## PAGE EXTRACT

Country Christmas is the eighth solo studio album and first Christmas album by American country music singer-songwriter Loretta Lynn. It was released on October 17, 1966 by Decca Records. Lynn would not release another Christmas album until 2016's White Christmas Blue, fifty years later.

The album includes four original compositions by Lynn, along with popular holiday songs, including "Santa Claus Is Coming to Town", "White Christmas", and "Frosty the Snowman".

In 2005, MCA Records reissued the album on CD as a part of their 20th Century Masters series, under the title The Christmas Collection: The Best of Loretta Lynn, with modified cover art.

Critical reception

In the issue dated October 29, 1966, Billboard published a review of the album, which said, "The album's beautiful songs include "Country Christmas", "Away in a Manger" — all great programming material for country music stations, and this will create high sales. The "Manger" tune deserves a single. Possibly her best effort to date."

Commercial performance 
The album did not appear on any music charts.

## GOAL A
According to the album article, which record label first released Country Christmas in 1966?

## SUPPLIED MATERIAL
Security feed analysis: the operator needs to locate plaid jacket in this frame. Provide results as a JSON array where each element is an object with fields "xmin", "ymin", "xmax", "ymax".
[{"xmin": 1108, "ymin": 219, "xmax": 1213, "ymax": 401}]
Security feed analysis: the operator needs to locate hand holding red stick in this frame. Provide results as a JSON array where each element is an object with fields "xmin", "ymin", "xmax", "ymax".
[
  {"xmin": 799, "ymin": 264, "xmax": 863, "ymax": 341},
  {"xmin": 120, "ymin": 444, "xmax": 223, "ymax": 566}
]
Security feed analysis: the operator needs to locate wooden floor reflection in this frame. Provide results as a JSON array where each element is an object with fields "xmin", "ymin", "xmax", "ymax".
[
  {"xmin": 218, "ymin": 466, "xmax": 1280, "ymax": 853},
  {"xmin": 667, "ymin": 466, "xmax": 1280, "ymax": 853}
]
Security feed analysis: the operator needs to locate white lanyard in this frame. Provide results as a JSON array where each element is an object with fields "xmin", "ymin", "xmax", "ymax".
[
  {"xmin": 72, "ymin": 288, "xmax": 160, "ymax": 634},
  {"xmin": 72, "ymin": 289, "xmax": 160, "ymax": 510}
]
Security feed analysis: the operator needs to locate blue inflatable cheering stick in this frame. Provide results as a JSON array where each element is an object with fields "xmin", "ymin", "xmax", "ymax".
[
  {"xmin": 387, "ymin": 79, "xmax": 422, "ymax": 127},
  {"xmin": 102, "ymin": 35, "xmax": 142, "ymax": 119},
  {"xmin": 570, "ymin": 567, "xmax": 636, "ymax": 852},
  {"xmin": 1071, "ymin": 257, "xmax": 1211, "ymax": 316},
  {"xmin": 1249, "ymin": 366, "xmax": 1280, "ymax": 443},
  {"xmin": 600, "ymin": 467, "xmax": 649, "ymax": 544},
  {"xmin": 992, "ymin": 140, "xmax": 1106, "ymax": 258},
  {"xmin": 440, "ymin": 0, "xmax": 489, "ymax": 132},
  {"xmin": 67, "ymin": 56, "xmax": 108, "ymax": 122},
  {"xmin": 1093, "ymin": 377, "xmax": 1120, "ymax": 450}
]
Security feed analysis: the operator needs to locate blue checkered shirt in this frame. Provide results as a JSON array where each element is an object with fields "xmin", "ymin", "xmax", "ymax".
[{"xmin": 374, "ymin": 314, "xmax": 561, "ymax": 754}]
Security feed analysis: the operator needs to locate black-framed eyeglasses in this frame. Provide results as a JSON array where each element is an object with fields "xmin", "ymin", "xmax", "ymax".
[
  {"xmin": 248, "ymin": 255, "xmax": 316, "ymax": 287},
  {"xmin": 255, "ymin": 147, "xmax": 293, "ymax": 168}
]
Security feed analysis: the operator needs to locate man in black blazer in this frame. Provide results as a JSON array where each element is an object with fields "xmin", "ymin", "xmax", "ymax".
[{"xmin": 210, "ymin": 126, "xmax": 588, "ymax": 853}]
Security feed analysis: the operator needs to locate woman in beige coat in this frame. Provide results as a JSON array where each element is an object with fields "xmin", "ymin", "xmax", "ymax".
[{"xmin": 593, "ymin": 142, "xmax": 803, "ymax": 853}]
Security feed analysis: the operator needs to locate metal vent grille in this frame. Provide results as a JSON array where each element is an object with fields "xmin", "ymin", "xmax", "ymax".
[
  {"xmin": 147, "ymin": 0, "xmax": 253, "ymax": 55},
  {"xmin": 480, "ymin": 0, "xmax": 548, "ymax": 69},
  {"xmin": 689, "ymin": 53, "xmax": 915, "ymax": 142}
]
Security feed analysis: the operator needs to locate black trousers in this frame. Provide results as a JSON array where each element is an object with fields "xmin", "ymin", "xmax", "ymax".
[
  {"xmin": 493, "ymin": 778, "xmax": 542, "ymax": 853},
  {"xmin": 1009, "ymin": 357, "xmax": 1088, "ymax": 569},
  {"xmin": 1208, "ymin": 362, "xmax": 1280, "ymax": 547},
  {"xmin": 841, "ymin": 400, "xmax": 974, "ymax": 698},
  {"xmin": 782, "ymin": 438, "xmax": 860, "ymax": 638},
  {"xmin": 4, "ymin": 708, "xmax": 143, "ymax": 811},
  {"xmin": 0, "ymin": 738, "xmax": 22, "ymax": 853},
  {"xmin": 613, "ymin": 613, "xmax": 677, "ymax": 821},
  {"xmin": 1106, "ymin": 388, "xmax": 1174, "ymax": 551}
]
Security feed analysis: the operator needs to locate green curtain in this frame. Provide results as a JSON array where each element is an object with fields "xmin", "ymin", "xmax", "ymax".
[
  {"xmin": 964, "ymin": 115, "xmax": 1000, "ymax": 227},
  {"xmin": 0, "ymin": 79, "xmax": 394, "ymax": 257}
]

## GOAL B
Tally the lines in the rows that contain the string "blue" with matching case, and reply with only the number.

## COMPLETE OUTPUT A
Decca Records

## COMPLETE OUTPUT B
2